PROBLEM TO SOLVE
Please select every line in the listing below that contains the word "window" and copy each of those lines.

======

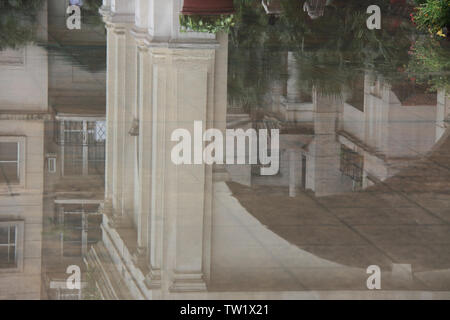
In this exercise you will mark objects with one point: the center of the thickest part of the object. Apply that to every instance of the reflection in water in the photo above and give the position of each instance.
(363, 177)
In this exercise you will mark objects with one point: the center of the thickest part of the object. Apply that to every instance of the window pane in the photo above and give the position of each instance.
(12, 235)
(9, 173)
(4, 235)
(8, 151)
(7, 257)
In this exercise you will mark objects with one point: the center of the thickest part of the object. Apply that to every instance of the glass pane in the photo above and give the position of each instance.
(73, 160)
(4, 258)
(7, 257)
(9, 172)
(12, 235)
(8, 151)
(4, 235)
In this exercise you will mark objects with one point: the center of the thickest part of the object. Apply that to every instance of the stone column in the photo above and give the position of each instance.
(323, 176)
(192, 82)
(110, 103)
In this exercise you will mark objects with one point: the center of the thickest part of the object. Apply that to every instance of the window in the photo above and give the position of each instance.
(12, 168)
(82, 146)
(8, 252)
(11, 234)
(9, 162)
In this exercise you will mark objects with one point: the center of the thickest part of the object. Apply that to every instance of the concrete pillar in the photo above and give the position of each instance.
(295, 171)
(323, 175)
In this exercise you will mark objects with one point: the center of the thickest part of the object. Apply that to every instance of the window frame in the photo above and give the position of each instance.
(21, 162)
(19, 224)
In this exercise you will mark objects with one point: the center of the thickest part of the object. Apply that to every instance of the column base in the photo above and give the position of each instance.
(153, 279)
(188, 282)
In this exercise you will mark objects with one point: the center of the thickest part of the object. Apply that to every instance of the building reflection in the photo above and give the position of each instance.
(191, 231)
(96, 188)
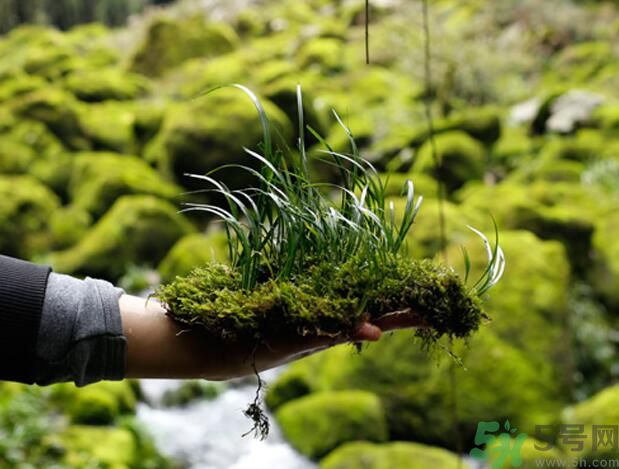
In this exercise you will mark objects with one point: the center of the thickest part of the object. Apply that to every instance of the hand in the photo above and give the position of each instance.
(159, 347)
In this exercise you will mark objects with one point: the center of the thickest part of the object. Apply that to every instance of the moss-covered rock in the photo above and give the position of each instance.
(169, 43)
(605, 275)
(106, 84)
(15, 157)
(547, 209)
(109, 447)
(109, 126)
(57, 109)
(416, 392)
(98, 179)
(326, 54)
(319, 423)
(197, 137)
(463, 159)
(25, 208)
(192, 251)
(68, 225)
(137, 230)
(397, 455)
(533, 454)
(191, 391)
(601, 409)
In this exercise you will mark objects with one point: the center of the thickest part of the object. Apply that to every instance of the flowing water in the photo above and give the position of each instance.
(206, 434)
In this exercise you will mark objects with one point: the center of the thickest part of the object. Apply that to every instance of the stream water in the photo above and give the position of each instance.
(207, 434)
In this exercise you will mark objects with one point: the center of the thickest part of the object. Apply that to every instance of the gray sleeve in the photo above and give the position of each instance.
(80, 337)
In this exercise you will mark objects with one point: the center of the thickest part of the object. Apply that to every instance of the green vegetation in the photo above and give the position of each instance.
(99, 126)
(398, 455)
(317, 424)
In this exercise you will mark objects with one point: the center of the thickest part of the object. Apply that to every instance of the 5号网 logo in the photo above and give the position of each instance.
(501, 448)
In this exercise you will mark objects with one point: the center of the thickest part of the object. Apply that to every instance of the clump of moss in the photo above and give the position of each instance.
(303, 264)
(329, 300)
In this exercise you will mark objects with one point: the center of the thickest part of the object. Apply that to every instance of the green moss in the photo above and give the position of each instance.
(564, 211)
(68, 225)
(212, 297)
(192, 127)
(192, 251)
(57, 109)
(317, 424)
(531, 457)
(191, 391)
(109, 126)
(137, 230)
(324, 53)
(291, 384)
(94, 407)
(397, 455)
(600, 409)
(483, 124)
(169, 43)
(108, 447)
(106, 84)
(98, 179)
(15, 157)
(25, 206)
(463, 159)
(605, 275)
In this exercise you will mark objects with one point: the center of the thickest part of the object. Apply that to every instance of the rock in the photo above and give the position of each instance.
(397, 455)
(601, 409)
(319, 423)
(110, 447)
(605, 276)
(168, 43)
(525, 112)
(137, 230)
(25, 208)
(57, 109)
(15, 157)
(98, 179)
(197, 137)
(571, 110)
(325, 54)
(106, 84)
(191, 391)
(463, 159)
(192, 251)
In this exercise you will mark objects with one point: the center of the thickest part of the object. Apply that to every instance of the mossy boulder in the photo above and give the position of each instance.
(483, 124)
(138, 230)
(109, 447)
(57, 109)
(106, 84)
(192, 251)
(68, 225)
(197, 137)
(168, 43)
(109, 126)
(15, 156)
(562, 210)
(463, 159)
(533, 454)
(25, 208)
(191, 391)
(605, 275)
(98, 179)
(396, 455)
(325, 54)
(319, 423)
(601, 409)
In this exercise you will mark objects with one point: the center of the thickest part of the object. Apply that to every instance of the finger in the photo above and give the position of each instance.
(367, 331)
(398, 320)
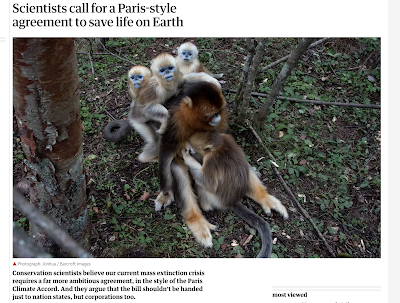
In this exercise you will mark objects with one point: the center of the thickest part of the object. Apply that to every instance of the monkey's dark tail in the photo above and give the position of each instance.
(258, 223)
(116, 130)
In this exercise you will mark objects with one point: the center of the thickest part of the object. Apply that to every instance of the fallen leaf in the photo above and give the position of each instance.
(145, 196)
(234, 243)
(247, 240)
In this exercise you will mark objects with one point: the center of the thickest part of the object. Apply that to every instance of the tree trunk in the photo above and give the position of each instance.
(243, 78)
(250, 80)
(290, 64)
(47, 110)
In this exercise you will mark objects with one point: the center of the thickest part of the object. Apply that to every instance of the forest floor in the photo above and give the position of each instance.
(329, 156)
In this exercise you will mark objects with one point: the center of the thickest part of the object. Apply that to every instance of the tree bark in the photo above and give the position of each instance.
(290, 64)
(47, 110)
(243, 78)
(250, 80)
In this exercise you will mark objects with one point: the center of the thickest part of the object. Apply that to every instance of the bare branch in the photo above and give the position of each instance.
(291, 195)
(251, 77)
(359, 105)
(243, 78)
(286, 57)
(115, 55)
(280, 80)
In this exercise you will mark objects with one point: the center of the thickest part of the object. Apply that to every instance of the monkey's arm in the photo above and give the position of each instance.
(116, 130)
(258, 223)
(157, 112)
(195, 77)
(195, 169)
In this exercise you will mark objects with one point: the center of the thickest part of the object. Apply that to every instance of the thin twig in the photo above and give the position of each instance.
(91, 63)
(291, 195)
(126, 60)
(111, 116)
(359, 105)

======

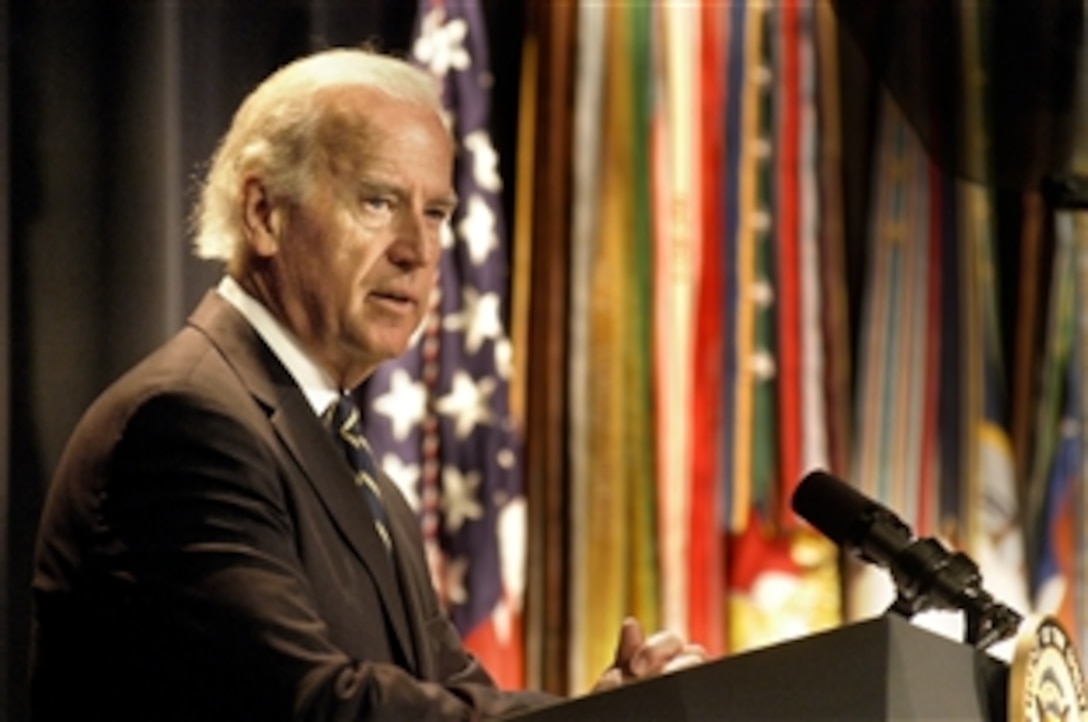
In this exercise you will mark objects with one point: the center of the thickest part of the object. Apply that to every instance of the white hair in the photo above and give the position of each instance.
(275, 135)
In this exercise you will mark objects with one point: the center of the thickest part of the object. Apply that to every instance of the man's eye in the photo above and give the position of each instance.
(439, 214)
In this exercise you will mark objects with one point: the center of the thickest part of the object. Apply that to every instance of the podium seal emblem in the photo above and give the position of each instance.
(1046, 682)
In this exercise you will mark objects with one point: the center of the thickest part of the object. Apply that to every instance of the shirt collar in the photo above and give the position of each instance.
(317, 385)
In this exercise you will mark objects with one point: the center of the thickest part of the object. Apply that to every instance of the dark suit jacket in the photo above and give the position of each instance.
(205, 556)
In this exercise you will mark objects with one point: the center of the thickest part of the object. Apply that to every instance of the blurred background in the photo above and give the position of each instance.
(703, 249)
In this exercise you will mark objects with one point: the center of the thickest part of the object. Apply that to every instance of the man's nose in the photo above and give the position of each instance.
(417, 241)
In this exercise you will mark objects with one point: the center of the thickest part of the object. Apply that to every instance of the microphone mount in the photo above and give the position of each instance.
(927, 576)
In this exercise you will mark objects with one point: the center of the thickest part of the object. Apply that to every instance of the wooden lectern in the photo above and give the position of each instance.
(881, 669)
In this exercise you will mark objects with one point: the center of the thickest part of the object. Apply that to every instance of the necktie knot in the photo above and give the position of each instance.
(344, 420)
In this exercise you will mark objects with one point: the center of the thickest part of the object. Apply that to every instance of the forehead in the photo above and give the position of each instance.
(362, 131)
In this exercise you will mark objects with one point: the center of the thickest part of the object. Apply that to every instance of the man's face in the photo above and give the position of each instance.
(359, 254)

======

COMPLETED TASK
In this exercise you will mark objects with one point: the center of the thickest part of the object. Apply that to every instance of the window pane in the photo above and give the position of each instance.
In this exercise you will mark objects with one point: the center of the thickest part of the object. Apply that to every instance of the window in the photo above and give the position of each instance.
In this exercise you will mark objects with one point: the center of the thickest part of the object. Apply that to every instance of the window frame in the photo above and give the position of each instance.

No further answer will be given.